Start of Block

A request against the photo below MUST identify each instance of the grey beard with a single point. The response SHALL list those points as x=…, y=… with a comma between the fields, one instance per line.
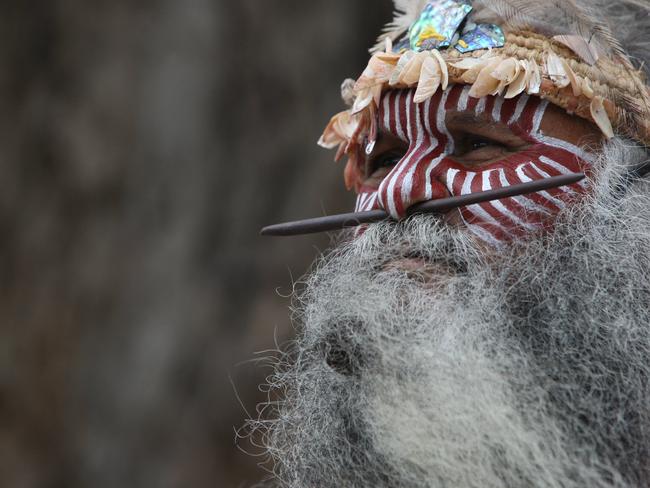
x=524, y=367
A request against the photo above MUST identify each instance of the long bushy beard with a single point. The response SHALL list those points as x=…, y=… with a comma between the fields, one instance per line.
x=526, y=366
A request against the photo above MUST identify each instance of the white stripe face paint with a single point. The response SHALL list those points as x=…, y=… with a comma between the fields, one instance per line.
x=429, y=171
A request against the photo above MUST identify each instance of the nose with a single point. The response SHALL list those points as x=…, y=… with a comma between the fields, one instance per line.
x=416, y=178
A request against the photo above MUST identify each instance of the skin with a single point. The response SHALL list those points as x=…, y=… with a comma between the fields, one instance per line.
x=479, y=142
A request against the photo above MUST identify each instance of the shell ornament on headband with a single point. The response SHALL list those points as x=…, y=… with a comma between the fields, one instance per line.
x=558, y=51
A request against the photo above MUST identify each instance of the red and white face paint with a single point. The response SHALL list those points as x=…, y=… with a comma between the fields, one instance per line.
x=428, y=170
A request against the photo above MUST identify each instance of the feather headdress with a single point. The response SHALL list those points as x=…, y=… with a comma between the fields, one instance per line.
x=566, y=51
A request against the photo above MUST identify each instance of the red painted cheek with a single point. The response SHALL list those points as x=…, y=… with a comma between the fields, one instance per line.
x=426, y=172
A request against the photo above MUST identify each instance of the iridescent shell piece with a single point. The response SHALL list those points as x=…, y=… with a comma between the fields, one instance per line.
x=481, y=36
x=438, y=24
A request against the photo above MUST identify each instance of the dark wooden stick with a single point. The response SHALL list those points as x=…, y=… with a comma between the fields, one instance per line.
x=443, y=205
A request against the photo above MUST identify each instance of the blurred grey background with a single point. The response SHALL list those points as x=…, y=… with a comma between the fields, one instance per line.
x=143, y=144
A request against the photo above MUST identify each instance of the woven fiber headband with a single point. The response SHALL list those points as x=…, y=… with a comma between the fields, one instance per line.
x=585, y=73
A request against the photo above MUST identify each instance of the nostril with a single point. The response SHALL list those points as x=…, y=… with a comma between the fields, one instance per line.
x=342, y=355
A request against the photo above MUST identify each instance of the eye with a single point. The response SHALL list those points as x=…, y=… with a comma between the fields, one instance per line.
x=475, y=149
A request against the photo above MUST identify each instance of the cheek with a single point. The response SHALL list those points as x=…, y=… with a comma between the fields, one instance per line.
x=499, y=221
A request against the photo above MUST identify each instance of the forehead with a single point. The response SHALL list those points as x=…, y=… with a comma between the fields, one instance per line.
x=456, y=109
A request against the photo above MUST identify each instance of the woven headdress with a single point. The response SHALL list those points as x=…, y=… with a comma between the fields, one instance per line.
x=560, y=50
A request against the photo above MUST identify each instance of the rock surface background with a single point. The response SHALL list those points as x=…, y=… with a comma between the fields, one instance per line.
x=142, y=146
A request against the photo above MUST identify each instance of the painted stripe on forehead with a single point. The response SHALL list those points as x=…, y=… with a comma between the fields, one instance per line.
x=415, y=122
x=386, y=111
x=463, y=99
x=519, y=109
x=400, y=115
x=496, y=109
x=480, y=106
x=387, y=187
x=539, y=115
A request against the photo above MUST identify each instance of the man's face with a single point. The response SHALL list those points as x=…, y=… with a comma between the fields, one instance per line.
x=525, y=369
x=453, y=144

End of Block

== Task ==
Only the pictures should be left out; write out everything else in the records exactly.

== Solution to this exercise ==
A request against the photo below MUST identify each instance of the grey beard with a single point. The response SHALL list those points as x=…, y=… with a comma between the fields, one instance per line.
x=524, y=367
A request against the photo above MUST identify each instance of the long bushy beard with a single point. The response SHALL list those points as x=…, y=… with a comma between the fields, one instance per line.
x=526, y=366
A request against the photo above MUST identify each instance of the white stripe face paint with a single point. The response SHALL list those points as x=…, y=… with a comma between the fields, one instance per line.
x=429, y=171
A request against the photo above MUST identify each instance of the nose with a single point. The response SHALL list those points as x=…, y=… with a comma between the fields, one instance per line.
x=416, y=178
A request against the photo above MUST identify each instance of the skin with a single point. The response SHALL list those points as x=…, y=… with a comma between the fields, one instance per line.
x=479, y=142
A request against the photo above MUST identify each instance of the shell ornament on headband with a single point. The response SHALL list those points as x=…, y=… with a comma between the fields, one instance per line.
x=558, y=51
A request against the photo above MUST identify each instance of the red and white face paint with a single point. The response SHALL list those points as x=…, y=… with a comma between the fields, one instance per line.
x=428, y=170
A request against the photo above MUST identify each instance of the feather headdress with a single point. The response SHALL list those points as x=…, y=… with a comma between the fields, one instance per line.
x=566, y=51
A request against the photo above MUST identify each instance of the red painted cheek with a single point. The response SHALL list those points as x=…, y=… with a comma between the fields, one instance per line.
x=426, y=172
A request against the photo above MUST identify each instance of the iridescent shell piece with a single point. The response SHALL list those points as x=…, y=… with a comma between the fields, one instance per line.
x=481, y=36
x=438, y=24
A request against the photo above MUST identify each instance of the dark wooden stick with a single point. The response SHALL list those points as x=…, y=… with a comma between the fields, one instance per line.
x=443, y=205
A request against the photo above MUST identify each instance of the blurred grey background with a single point. The response SHALL list those points as x=…, y=… with a comma between the fields, one instance per line.
x=143, y=144
A request against the photo above MUST identify each instance of the woven fiber headband with a single point. The response SHALL list those points as x=…, y=… with a comma between the fields, one instance per line.
x=585, y=73
A request against the photo above MUST identify each instance of the nostril with a single point. The response SHALL list those points as x=…, y=… with a comma between the fields, one instance per line.
x=342, y=355
A request against the photo above MUST identify each instance of the eye with a single point. The response SHALL list those points as x=…, y=… with a comma between the fields, one instance per line.
x=475, y=149
A request against the photo above MUST identify each instance of the cheek with a single point. The response SHALL list those points as x=…, y=… with a comma between the fields, one instance per line.
x=499, y=221
A request against the photo above MUST identify each instance of the forehead with a single point. The response SHALL list those points as x=…, y=… with a comma between the fields, one instance per line.
x=456, y=109
A request against the photo above MUST identify each instance of the woven headdress with a single point. The response SHALL list those points as x=…, y=… with a comma between the fields, one instance per line.
x=560, y=50
A request against the photo above MUST identify each instance of the rock surface background with a single point. The response SHALL list those points as x=…, y=… with a comma between the fields, one instance per line.
x=142, y=146
A request against the photo above MUST identify each instance of the painted stripe on forehead with a single point. The response SHALL list those points as x=…, y=… with a comma between the fields, one instance per line.
x=415, y=122
x=386, y=111
x=463, y=99
x=519, y=109
x=400, y=115
x=496, y=109
x=480, y=106
x=387, y=187
x=539, y=115
A request against the photo above MUST identify each instance of the man's face with a single point. The response SHALL list those points as x=…, y=… with a comma between the fields, one instance per line.
x=525, y=369
x=453, y=144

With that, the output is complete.